Work to complete | Pull out every line in the items below that contains the string "forehead", matching uppercase and lowercase exactly.
***
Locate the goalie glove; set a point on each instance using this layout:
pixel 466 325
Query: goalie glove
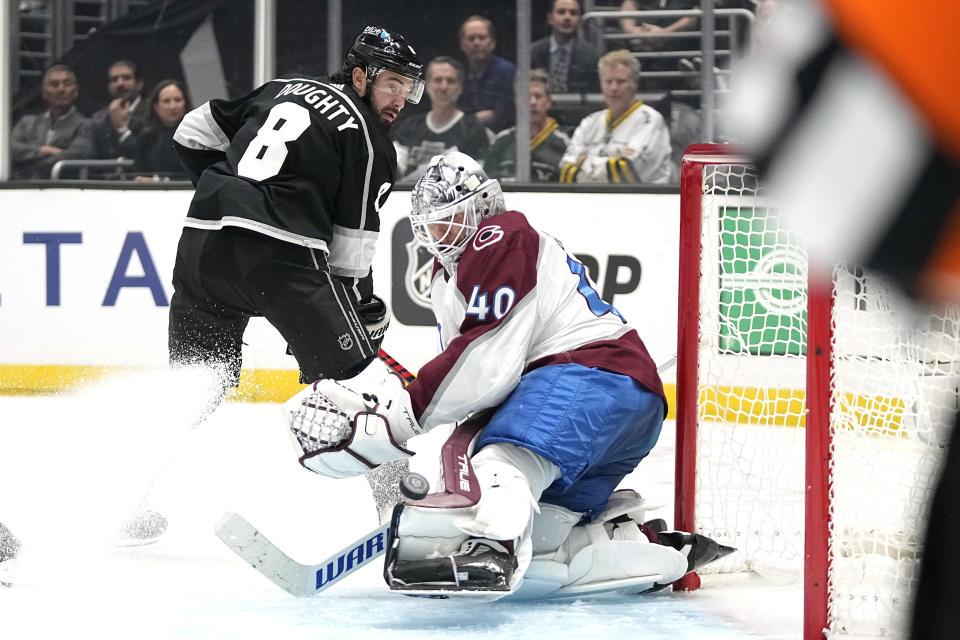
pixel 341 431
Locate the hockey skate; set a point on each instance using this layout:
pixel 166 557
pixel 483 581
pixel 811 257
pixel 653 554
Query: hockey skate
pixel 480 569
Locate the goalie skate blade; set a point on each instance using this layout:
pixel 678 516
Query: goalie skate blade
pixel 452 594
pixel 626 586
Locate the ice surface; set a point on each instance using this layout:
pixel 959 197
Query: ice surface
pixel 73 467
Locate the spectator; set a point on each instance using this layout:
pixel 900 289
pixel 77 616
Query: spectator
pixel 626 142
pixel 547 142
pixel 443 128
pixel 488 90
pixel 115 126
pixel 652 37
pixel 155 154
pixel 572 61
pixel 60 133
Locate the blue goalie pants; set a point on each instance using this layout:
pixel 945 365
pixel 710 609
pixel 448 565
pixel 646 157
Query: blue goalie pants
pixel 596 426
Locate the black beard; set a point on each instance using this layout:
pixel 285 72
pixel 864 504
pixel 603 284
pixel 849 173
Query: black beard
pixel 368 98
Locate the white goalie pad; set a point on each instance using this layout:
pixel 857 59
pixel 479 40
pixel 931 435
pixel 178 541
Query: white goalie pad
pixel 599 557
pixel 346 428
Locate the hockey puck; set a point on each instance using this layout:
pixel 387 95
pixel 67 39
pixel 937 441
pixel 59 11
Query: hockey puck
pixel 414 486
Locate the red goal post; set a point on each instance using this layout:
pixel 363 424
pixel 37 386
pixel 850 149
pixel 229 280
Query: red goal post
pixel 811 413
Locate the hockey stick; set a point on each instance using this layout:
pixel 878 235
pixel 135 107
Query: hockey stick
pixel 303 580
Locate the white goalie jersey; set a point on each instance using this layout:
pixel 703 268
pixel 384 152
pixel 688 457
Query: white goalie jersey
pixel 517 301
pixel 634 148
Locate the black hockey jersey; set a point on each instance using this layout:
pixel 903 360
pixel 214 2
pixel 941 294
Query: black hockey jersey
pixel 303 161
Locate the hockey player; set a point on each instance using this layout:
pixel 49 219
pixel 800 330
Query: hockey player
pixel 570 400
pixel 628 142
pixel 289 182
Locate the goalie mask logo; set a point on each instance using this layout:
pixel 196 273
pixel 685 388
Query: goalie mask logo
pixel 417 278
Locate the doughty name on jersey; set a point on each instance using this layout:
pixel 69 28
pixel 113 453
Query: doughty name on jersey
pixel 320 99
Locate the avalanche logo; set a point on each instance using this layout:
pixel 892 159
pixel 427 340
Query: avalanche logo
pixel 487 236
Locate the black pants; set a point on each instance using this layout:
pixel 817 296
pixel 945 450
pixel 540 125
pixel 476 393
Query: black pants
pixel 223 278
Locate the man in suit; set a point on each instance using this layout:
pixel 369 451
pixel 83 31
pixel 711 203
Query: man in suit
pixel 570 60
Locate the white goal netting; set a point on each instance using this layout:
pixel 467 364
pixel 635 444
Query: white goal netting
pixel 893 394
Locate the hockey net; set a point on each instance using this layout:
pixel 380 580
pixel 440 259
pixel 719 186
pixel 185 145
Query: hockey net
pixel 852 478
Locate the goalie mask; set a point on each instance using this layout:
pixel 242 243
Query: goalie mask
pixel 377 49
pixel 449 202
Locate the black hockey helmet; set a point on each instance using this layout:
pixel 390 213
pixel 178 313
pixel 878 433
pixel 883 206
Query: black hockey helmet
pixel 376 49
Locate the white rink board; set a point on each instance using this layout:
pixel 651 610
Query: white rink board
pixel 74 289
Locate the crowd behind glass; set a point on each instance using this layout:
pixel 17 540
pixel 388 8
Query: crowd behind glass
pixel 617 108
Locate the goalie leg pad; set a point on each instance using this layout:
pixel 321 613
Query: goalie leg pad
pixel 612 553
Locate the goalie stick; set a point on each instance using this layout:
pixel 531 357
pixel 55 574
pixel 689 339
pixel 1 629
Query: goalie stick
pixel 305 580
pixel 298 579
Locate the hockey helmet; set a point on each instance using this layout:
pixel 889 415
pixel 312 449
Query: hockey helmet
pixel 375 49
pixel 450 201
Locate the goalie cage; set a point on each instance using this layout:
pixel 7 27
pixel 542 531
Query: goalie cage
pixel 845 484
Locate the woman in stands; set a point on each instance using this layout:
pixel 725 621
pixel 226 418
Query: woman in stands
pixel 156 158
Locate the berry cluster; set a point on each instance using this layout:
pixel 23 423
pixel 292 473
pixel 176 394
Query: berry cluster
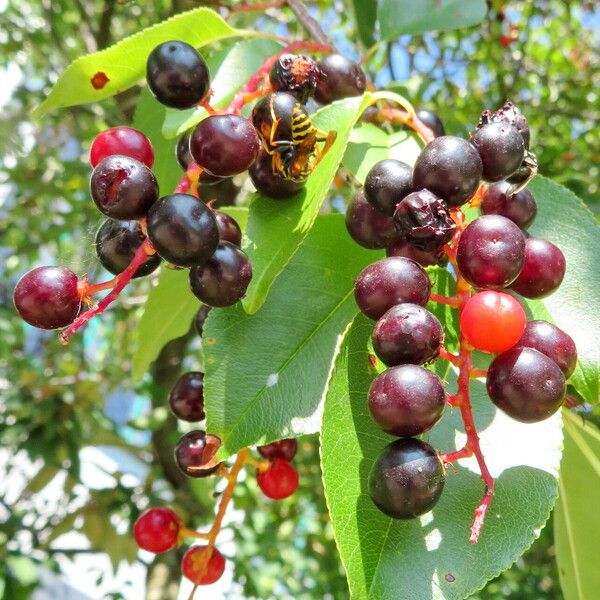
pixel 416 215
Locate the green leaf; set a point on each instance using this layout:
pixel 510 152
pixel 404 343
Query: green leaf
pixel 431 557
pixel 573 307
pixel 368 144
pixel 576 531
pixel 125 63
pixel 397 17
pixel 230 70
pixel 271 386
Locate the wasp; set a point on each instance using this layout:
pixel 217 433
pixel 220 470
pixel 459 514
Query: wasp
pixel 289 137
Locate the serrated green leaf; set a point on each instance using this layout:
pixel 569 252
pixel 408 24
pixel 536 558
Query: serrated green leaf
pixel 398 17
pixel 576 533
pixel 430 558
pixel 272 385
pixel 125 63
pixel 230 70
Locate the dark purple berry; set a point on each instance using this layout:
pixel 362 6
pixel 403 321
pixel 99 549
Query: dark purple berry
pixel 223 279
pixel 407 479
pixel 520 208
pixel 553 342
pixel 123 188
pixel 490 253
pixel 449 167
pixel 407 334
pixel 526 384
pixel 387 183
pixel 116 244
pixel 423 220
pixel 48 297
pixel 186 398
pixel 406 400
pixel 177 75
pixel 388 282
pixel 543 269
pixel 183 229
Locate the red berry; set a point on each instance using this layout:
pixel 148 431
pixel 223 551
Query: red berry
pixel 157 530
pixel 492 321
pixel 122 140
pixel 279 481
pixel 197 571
***
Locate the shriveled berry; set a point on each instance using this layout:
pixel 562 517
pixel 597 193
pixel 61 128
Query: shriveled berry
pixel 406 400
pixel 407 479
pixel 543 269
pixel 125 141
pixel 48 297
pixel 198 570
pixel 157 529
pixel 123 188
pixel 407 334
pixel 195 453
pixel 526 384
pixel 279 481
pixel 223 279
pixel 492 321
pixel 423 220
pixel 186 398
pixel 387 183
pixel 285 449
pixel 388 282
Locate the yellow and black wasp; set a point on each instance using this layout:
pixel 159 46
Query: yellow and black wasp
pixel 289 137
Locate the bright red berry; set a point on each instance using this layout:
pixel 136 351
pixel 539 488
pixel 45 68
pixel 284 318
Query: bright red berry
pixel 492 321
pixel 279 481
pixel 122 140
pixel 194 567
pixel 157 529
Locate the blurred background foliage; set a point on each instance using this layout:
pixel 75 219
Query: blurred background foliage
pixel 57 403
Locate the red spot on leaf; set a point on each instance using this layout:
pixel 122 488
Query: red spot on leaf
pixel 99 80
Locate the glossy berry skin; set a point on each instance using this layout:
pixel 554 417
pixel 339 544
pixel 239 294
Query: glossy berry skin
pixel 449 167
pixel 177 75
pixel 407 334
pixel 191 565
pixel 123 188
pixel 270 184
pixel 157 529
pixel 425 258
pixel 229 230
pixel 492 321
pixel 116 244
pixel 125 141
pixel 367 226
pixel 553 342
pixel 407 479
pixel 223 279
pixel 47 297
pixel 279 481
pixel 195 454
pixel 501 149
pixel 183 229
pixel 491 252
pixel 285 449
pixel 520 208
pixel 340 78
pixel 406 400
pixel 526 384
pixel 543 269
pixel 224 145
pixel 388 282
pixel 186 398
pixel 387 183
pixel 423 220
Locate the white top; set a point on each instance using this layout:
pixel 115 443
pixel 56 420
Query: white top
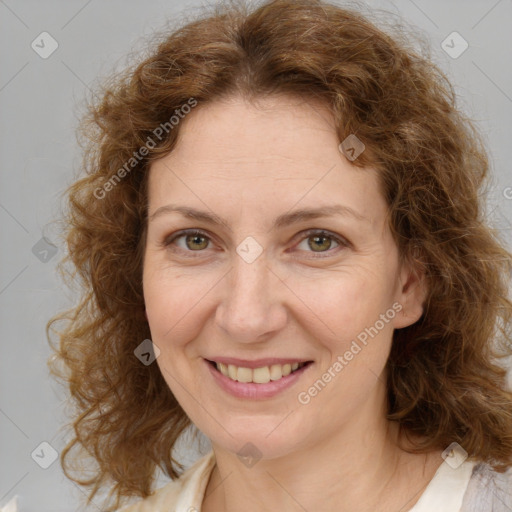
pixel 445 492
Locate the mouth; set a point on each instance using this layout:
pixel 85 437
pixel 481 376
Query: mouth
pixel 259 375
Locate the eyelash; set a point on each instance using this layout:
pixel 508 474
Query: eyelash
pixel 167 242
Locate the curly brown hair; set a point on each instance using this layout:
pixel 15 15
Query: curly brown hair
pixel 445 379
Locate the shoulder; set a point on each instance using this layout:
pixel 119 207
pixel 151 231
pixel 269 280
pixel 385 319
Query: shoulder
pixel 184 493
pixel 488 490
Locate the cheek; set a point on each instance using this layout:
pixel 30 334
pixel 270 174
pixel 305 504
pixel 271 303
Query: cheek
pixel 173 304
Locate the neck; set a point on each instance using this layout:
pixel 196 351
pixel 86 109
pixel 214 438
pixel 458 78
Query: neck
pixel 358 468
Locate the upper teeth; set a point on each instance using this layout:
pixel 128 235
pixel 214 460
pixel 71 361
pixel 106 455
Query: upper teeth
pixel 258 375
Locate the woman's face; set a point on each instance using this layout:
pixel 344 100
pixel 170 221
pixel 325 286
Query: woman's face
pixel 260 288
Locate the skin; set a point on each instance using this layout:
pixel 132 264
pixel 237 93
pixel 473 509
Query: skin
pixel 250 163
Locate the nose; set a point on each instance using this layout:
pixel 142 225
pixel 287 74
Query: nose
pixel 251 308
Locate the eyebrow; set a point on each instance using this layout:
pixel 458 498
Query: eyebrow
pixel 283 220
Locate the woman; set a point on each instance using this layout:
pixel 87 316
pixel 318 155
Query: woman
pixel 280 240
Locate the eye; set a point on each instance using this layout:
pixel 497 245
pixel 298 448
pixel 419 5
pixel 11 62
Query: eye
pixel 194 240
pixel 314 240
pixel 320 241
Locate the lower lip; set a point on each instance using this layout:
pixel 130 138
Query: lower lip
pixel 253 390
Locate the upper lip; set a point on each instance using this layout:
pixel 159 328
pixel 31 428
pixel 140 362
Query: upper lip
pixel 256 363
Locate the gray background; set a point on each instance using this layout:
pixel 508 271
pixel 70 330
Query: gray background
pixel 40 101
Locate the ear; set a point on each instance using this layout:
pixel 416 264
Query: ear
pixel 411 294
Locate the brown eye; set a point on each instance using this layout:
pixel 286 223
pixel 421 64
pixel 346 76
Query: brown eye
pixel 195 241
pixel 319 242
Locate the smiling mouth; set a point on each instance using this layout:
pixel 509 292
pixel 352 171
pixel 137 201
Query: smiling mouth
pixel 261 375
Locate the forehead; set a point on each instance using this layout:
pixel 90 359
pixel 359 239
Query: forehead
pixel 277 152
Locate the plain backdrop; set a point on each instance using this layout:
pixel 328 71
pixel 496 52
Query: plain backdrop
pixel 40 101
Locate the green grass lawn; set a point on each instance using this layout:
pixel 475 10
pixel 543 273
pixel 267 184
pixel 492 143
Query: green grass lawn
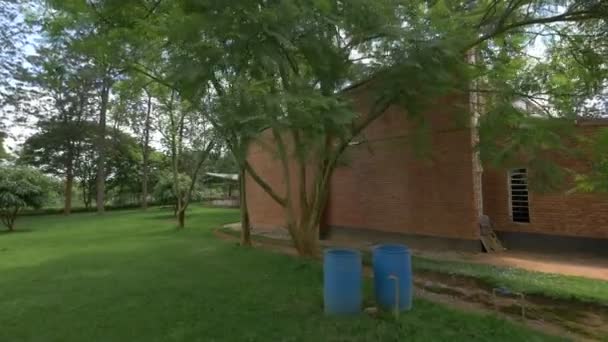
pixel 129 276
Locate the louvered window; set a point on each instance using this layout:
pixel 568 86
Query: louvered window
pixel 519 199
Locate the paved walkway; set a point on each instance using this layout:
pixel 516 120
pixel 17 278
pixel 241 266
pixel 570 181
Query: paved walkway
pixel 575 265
***
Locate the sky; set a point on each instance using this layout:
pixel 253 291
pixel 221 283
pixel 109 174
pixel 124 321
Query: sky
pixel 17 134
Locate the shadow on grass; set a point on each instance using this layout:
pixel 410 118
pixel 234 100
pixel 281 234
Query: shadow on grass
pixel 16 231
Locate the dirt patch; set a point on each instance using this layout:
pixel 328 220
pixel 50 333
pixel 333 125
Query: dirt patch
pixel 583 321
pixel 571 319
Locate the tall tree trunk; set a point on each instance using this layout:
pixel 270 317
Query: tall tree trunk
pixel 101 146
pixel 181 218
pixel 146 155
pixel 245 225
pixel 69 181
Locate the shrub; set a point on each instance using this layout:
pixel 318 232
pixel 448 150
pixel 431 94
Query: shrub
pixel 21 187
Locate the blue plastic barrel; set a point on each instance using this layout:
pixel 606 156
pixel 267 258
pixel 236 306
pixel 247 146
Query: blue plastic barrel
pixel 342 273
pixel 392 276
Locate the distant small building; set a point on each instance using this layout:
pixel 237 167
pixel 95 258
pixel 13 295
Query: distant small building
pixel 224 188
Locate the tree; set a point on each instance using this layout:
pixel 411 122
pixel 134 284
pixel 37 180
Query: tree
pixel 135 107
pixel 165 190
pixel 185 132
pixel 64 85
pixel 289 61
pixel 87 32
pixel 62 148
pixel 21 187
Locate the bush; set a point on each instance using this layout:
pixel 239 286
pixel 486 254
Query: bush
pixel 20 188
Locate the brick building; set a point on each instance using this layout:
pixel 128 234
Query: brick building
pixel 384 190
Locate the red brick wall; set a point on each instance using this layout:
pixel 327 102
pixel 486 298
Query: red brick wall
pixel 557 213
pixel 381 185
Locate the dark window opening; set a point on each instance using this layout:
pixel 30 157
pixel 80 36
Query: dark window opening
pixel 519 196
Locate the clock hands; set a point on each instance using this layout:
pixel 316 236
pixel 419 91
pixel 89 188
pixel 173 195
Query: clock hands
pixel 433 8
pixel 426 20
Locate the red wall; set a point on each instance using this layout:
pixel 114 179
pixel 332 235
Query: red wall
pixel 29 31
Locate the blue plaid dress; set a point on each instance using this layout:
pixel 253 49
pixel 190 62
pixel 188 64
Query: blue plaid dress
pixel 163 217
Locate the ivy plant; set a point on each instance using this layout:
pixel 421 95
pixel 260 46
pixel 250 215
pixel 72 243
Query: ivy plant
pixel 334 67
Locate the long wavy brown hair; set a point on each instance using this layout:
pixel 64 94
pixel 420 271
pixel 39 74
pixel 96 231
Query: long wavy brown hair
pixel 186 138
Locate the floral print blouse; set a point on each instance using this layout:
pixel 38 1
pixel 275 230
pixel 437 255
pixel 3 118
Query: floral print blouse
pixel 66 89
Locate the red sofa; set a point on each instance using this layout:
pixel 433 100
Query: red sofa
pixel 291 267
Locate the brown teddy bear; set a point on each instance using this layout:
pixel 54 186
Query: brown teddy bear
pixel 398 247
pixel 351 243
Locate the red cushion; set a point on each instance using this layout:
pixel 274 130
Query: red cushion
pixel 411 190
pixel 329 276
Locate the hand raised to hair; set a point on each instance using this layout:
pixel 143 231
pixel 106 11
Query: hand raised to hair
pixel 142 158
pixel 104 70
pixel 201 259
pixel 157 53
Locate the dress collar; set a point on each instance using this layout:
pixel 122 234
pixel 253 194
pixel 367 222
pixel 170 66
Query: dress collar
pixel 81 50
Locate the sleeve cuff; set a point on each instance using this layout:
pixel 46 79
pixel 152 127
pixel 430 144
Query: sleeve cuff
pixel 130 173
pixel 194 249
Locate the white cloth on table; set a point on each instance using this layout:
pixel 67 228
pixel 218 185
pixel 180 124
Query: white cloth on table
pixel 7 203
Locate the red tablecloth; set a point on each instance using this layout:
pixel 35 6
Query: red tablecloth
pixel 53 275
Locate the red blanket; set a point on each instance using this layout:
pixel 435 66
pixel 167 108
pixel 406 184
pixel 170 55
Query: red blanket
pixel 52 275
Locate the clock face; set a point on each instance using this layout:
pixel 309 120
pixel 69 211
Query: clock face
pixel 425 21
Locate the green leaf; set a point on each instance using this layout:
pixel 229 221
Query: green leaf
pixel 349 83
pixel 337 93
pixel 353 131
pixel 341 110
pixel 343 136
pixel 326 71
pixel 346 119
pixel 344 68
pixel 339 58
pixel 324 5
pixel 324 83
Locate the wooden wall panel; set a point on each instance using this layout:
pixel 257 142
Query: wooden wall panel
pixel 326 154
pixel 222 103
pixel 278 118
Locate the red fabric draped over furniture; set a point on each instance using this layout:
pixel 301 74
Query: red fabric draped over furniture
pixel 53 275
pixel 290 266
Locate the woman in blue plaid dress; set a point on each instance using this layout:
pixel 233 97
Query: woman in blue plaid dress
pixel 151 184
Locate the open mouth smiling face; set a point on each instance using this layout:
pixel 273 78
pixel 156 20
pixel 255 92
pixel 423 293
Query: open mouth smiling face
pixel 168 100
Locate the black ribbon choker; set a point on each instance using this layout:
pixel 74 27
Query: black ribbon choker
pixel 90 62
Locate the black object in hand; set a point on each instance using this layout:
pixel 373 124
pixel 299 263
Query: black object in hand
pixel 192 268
***
The output |
Locate the forehead; set a point on each instance using this layout:
Query: forehead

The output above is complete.